** Instruction **
Update everything from the line containing "# segment the man's arm" down to the line containing "POLYGON ((225 67, 233", replacing "man's arm" with "man's forearm" and leaving all else unchanged. Return only those lines.

** Items **
------------------------------------------------------------
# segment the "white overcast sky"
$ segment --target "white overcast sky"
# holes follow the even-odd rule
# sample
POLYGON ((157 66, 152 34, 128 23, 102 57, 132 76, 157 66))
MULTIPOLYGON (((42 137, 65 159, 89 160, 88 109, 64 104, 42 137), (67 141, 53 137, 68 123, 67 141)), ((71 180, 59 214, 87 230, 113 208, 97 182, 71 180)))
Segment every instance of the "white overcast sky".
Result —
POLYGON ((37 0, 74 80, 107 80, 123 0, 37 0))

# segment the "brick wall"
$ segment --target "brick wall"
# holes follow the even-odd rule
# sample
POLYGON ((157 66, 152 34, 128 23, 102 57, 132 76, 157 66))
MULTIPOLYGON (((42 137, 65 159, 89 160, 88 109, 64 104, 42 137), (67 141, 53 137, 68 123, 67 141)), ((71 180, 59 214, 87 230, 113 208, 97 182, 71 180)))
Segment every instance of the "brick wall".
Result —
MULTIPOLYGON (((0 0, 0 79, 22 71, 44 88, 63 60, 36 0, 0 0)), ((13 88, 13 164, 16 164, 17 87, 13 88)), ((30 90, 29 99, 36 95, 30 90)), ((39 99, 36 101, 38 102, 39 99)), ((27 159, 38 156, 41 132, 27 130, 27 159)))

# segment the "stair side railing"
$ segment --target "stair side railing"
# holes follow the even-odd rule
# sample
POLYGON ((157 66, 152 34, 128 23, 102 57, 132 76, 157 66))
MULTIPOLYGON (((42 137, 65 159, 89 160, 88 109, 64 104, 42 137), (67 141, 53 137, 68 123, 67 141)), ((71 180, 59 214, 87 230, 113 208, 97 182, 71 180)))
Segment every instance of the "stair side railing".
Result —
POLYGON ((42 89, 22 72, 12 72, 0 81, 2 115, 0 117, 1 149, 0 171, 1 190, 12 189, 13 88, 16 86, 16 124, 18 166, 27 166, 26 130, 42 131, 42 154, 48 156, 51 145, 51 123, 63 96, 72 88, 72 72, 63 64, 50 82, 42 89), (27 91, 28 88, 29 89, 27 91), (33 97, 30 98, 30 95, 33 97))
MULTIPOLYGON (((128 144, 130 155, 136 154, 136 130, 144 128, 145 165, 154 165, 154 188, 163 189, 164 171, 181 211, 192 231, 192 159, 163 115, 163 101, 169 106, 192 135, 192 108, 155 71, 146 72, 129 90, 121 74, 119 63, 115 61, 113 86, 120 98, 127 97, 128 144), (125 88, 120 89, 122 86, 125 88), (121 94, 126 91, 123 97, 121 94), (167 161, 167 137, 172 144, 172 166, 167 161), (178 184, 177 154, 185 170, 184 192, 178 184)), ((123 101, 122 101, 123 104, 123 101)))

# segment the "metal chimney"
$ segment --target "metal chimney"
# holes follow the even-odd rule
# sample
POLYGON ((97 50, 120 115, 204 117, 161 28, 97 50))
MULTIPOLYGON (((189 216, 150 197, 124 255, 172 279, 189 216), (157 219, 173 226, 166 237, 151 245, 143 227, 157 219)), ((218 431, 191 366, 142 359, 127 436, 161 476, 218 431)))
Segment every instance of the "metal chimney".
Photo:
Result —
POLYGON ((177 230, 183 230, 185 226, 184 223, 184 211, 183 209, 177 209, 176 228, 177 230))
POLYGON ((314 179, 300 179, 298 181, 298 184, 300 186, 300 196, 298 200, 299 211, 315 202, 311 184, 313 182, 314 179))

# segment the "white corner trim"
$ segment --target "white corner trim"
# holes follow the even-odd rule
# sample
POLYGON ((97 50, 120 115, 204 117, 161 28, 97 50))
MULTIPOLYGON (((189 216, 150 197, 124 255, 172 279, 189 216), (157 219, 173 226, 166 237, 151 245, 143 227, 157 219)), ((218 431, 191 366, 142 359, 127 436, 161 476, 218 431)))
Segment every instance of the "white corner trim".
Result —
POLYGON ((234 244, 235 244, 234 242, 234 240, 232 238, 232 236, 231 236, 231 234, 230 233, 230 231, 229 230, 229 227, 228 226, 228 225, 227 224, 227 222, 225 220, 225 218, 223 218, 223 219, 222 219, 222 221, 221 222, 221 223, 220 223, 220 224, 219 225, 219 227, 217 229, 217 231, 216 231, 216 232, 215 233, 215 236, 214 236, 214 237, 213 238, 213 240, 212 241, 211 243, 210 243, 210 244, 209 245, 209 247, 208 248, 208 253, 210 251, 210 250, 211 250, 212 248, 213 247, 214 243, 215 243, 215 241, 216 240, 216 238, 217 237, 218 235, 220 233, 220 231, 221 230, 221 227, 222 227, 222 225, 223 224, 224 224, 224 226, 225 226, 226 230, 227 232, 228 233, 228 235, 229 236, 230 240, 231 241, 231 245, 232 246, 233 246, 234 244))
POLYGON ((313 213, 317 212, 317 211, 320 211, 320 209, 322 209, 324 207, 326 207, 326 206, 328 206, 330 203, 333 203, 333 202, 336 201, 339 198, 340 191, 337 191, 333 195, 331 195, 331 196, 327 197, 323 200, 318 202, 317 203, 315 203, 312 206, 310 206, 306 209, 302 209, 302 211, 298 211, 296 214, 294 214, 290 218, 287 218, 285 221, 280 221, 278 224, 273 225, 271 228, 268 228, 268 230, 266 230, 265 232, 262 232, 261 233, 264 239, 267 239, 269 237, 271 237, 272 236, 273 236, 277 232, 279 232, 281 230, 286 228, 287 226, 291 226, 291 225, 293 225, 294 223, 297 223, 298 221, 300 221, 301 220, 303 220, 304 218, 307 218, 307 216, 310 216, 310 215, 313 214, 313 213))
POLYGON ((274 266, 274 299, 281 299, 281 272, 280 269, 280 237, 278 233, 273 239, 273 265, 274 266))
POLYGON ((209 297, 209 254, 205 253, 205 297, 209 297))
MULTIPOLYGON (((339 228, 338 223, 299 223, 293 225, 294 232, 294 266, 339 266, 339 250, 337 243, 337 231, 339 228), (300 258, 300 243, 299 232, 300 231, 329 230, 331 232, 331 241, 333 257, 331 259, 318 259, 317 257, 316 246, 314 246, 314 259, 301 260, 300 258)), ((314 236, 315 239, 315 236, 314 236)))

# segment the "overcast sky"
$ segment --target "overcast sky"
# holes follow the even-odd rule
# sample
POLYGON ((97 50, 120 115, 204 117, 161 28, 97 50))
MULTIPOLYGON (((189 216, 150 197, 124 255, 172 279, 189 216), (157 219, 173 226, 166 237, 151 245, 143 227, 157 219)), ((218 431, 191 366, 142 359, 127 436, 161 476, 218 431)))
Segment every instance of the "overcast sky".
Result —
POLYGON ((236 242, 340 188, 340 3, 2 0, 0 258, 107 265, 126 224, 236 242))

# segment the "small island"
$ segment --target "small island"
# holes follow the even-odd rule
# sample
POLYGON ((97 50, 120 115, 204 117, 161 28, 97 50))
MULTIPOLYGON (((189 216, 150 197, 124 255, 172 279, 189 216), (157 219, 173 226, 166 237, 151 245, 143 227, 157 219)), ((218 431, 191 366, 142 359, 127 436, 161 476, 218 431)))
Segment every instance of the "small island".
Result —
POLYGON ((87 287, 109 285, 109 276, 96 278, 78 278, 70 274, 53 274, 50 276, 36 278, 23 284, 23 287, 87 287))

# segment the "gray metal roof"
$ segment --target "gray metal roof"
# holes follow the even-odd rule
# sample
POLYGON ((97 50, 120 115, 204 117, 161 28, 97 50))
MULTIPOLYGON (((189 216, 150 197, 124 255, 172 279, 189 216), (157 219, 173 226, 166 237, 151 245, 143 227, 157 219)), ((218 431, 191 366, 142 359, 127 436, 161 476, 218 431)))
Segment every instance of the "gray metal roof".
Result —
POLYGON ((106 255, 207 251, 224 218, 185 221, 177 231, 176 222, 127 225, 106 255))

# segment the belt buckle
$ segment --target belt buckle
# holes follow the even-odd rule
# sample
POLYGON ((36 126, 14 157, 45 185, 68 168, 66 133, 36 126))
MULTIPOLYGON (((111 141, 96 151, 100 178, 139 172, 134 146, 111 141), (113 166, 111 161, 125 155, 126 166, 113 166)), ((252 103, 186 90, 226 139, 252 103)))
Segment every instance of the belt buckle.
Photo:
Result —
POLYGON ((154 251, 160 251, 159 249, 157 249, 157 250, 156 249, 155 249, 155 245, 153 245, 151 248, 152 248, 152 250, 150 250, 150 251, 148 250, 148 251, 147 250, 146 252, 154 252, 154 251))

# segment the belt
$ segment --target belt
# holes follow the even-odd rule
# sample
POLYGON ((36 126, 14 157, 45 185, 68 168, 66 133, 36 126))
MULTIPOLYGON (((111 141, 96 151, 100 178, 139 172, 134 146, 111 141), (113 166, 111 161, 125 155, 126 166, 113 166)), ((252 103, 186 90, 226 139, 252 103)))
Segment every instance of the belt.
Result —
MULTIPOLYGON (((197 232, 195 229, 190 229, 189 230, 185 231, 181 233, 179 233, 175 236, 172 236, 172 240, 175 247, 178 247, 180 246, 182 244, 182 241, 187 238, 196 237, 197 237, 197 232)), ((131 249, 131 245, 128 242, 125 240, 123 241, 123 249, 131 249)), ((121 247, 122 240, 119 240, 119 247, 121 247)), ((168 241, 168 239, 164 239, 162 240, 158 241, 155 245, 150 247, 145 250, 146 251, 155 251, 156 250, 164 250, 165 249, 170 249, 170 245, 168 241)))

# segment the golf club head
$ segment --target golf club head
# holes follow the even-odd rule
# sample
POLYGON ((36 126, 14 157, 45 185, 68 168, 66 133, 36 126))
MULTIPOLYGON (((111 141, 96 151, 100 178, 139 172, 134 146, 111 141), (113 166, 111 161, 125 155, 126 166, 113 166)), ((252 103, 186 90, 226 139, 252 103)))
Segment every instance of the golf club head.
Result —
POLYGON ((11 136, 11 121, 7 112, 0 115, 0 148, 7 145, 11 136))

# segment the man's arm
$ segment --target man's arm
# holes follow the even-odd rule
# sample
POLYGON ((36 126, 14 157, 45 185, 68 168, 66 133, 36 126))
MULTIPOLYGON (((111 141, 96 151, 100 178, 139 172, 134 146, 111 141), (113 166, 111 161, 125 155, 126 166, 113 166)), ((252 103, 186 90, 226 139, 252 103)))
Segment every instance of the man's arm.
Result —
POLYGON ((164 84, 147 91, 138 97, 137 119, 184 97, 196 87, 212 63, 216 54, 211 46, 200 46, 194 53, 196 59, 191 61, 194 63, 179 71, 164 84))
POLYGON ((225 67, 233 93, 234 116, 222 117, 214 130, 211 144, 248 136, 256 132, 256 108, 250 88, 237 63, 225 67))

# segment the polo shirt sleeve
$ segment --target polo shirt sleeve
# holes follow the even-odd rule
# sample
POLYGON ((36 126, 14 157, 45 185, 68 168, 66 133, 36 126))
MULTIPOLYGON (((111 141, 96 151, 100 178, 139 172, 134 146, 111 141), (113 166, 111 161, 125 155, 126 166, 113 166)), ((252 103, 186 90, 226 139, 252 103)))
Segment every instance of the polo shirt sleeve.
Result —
------------------------------------------------------------
** Correct result **
# segment the man's forearm
$ segment --target man's forearm
# holes follow the even-odd rule
# sample
POLYGON ((36 126, 14 157, 45 185, 68 168, 66 133, 36 126))
MULTIPOLYGON (((111 141, 96 151, 100 178, 139 172, 134 146, 111 141), (113 166, 111 161, 125 155, 126 166, 113 166)), ((252 103, 186 90, 226 139, 252 103)))
Segment every instance of the man's forearm.
Result —
POLYGON ((164 84, 147 91, 138 97, 137 119, 184 97, 196 87, 212 63, 216 54, 211 46, 200 46, 194 53, 196 59, 191 61, 194 63, 179 71, 164 84))
POLYGON ((225 67, 233 93, 234 116, 222 117, 214 130, 211 144, 248 136, 256 132, 256 108, 250 88, 237 63, 225 67))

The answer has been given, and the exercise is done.